→ Page:

# Groundbreaker 2010 Finished



## niblique71 (Dec 2, 2009)

Many of you have been following my "In progress" thread in General prop disussions. I want to thank everyone for the fantastic comments and encouragement.

Well, it's finally done. Overall, I'm very satisfied for a first attempt. Of course there are many things I would do differently. I wasn't trying to create a showpiece when I started, rather, this started out as a learning experiance and a chance to apply some of the techniques I have been reading about for years. So from that standpoint, it turned out MUCH better than I expected.

These pics are a little more "Bloody" than the prop is in person. I've heard others say the same thing about thier prop pics. Also, I tried to get pics showing how the eyes look with the LED's lit and it was almost impossible without a tripod. I wanted to set everything up outside in the dark but it snowed last night and is raining today so I had to "Stage the shots" indoors.

Anyway, here it is, and thanks for the encouragement along the way.


----------



## pagan (Sep 9, 2009)

He looks fantastic! Nicely done!


----------



## The Watcher (Sep 13, 2008)

He came out looking nice. Definitely a nice piece to add to a haunt.


----------



## Bone Dancer (Oct 7, 2005)

amazing work


----------



## SPOOKY J (Nov 20, 2009)

→ Data provided:
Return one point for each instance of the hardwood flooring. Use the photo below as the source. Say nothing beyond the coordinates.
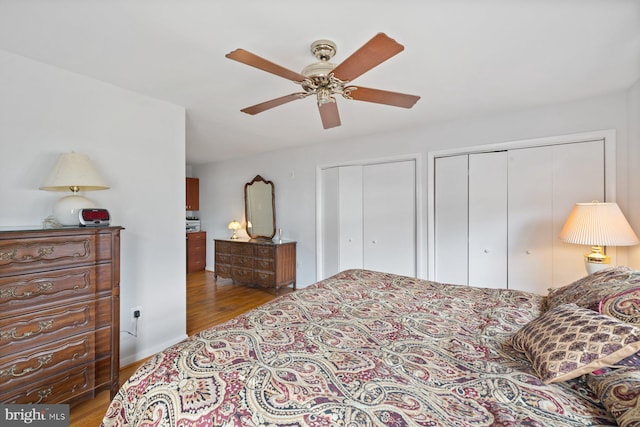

→ Direction 1: In the Groundbreaker 2010 thread, list the usernames of the members whose replies to niblique71's opening post include written comments.
→ Direction 2: Resume the Groundbreaker 2010 forum thread from the point where it stops.

→ Exercise answer 1: pagan, The Watcher, Bone Dancer

→ Exercise answer 2:
Very nice work. I can't wait to see a pic of it lit up.


----------



## IMU (Apr 8, 2009)

Very nice work!


----------



## RoxyBlue (Oct 6, 2008)

Great job, Niblique! There is nothing about this guy that would lead anyone to think he was a first attempt at anything.

Let's see, now, we have a camera and tripod, so if you just send him to me, we'll be sure and get some great shots and have him back to you by, oh, say, November 2010


----------



## fick209 (Aug 31, 2009)

He looks right at home in front of his tombstone You did a great job and that is a fantastic 1st attempt!


----------



## SuperCreep31 (Nov 22, 2009)

pretty awesome for a first attempt!


----------



## Alucard (Jul 21, 2009)

First attempt.... I'm blown away! Nice job.


----------



## Devils Chariot (May 23, 2007)

Very cool! Nice and bloody!!! This is a great first attempt, heck this is a great 2nd, 3rd, or 20th attempt. Take a bow, you deserve it.


----------



## Psyc0 Walrus (Sep 1, 2009)

I agree with DC ^^ that is amazing and great work too cant wait to see him outside where he SHOULD be on Halloween Night  (btw nice pun "Noah Pulze"=No Pulse)


----------



## kprimm (Mar 14, 2009)

I think he looks great, he will be a great addition to the ol haunt thats for sure.


----------



## niblique71 (Dec 2, 2009)

Thanks for the great comments everyone. He needs a humorous name. Any suggestions??


----------



## trishaanne (Aug 20, 2005)

No suggestions for a name but AWESOME job.


----------



## Joiseygal (Sep 3, 2008)

Wow Niblique very nice job! The expression tells it all! I love the hose idea for the ribs. As for a name I am going blank, but that won't be the first time in my life.


----------



## RoxyBlue (Oct 6, 2008)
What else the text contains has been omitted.